▸ **Source information**:
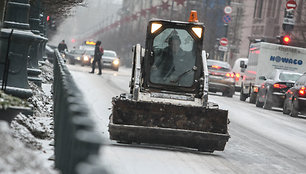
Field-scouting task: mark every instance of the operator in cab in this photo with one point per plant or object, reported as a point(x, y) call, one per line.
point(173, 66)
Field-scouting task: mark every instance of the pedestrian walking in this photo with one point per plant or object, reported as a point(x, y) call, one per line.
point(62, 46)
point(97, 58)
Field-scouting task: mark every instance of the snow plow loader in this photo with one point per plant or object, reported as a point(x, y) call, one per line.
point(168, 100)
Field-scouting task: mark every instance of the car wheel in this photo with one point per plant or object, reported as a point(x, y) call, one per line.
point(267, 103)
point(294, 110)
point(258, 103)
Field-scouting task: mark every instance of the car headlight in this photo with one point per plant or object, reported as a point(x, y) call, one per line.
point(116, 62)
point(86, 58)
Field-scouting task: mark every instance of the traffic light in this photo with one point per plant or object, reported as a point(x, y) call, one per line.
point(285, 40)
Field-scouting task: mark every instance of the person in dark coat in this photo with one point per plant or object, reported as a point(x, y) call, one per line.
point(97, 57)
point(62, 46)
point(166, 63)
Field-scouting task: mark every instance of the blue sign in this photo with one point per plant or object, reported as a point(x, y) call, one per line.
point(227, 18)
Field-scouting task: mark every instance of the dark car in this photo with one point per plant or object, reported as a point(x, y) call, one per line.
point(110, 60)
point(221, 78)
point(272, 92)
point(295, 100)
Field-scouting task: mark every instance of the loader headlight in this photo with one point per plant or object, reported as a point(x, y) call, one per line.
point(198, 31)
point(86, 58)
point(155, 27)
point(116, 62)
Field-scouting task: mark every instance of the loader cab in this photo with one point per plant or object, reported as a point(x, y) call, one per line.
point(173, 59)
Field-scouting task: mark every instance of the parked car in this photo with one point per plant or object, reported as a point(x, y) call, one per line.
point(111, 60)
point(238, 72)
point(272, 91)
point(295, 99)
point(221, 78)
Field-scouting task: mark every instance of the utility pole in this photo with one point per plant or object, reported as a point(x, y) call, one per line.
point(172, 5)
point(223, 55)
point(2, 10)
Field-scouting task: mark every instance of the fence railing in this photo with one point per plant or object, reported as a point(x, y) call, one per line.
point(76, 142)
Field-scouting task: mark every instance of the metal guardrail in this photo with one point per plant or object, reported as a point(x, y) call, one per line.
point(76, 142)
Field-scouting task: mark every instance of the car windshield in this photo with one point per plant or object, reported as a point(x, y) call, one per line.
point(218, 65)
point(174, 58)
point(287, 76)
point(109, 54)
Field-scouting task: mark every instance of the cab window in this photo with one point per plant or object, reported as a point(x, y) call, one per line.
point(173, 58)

▸ **Aim of the exercise**: Retype every record as it stands. None of the pictures should appear.

▸ **Solution for this exercise**:
Field-scouting task: mark every instance of the operator in cab in this photo with one point per plant or object, reported as a point(x, y) call, one per line.
point(173, 66)
Field-scouting task: mark every instance of the pedestrian walking in this photo with one point per plant or object, reported as a point(x, y) call, one per line.
point(62, 46)
point(97, 58)
Field-scouting task: mark every instance of the snow plow loader in this photo with one point per plant or object, reported as a point(x, y) call, one per line.
point(168, 100)
Field-scouting task: mark every instance of the car wheel in this photo with one point per plant or object, reported as a point(x, y) call, one per line.
point(267, 103)
point(294, 110)
point(258, 103)
Field-scouting task: mark every instance of the car headlight in this photo with one point per plant or object, reported as a point(x, y) call, one per line.
point(116, 62)
point(86, 58)
Field-scouting task: mark every instance of the traffic light in this photo with one point per plant or object, reported as a point(x, y) call, one per line.
point(285, 40)
Field-scouting task: mark every instance of the person in dark coat in this photo with one point per plant or object, reported as a point(x, y) call, one per line.
point(97, 57)
point(62, 46)
point(166, 63)
Field-scouting task: mark every instance of the blue sign in this photo with one point per plant or object, reported as a point(x, y) call, one per line.
point(227, 18)
Field-scouting task: mark every instance of the dark car in this photo with one point per plant or object, reported as a point(x, y) call, one per line.
point(110, 60)
point(221, 78)
point(272, 92)
point(295, 100)
Field-scouting task: mark every instance of the loader headlight in this photo with one point per plant or object, reported as a point(x, y) call, one per line.
point(198, 31)
point(86, 58)
point(155, 27)
point(116, 62)
Field-scouting task: mark every instance of the loader cab in this photo with one point per plant or object, reported as a point(x, y) call, one per line.
point(173, 59)
Field-scouting task: mark every instance of the parked car in this photo with one point per plant or object, reported as a point(x, y) call, one per line.
point(111, 60)
point(238, 72)
point(272, 91)
point(295, 99)
point(221, 78)
Field-scouting task: mark every instance of the utility pole in this photo with one point per plant or object, reported as a point(x, y) call, one per line.
point(172, 5)
point(223, 55)
point(2, 10)
Field-scouting task: mark every instance of the fence railing in this photo with one point per plant or object, reported as a point(x, y) call, one per line.
point(76, 142)
Field-scouting task: mark every instance of the metal guardrail in this photo with one point per plant or object, reported as a point(x, y) call, one per line.
point(76, 142)
Field-scouting task: mark every instance of the car windshield in this photo with one point per plant or object, reported as a point(x, y) call, one per line.
point(218, 65)
point(174, 58)
point(287, 76)
point(109, 54)
Field-scouting task: mark every instance of the cab window in this photo with one point per plant or object, reported as a point(x, y) call, one per line.
point(173, 58)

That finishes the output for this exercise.